— start of Available records —
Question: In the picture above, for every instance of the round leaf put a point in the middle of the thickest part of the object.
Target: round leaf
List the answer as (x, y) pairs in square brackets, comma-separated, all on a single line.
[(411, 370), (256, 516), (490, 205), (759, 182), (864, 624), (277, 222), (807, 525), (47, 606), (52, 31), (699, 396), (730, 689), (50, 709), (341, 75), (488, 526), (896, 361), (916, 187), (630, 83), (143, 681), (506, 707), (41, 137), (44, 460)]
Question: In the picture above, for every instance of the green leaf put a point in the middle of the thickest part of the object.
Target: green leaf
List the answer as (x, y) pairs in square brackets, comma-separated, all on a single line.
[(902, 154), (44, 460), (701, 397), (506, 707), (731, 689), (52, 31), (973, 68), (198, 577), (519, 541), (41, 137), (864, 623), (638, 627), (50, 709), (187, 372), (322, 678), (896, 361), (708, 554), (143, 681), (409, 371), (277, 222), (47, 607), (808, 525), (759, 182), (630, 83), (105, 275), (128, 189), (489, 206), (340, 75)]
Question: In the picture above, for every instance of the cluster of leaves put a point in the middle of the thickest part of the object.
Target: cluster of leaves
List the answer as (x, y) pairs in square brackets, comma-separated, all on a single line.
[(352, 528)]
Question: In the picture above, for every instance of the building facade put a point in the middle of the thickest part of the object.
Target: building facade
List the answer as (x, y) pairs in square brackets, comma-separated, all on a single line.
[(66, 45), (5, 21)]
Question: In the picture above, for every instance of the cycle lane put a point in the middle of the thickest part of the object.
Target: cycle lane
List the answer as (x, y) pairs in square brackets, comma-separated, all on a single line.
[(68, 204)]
— end of Available records —
Requirement
Write out every line of the records again, requests and all, and shift each coordinate in the answers by adding 57 to it.

Response to this task
Question: In the picture above, for every instance of the round leaf put a point in the middle of the thickest part of the object.
Target: round leaf
List the answer as (x, y) pairs in square brackets, comma-separated, all on a single line.
[(468, 427), (313, 573), (547, 262), (816, 239), (921, 681), (334, 279), (864, 582), (104, 663), (109, 88), (756, 453), (787, 746), (107, 766), (398, 132), (545, 583), (953, 418), (973, 244), (687, 140), (200, 738), (563, 764), (98, 194), (101, 517)]
Question: In the picture above, for every instance of the green leaf put a point in the middle of the thickest part of the object.
Target: green leaf
List the answer as (x, y) pairs in square brackets, comma-separated, all on a single line.
[(959, 211), (101, 517), (758, 454), (563, 764), (788, 746), (109, 88), (1030, 125), (255, 634), (576, 598), (98, 194), (921, 680), (695, 684), (107, 766), (244, 429), (379, 735), (953, 418), (765, 611), (200, 738), (466, 428), (334, 279), (104, 664), (865, 582), (816, 239), (687, 140), (162, 332), (185, 246), (546, 263), (397, 132)]
Question: In the picture above, for every instance of the cluster of leaves put a point in the middle of the thickest part of the object.
Target: cluster of leaves
List the answer as (x, y) pairs in square brackets, comma-separated, all on a single line.
[(409, 585)]
Question: In the picture above, for every instance of the building facade put a point in the middle of the thickest part of the object.
Target: building facade
List the answer as (x, y) pairs in square brackets, comma-separated, all on a single line.
[(123, 102), (62, 78)]
Question: In the picture above, for every instance of the cycle lane put a point in the middle of the thickest part of the object.
Target: cycle lane
List the answer as (x, y) pairs in square brackets, comma-separated, all on a single line.
[(125, 261)]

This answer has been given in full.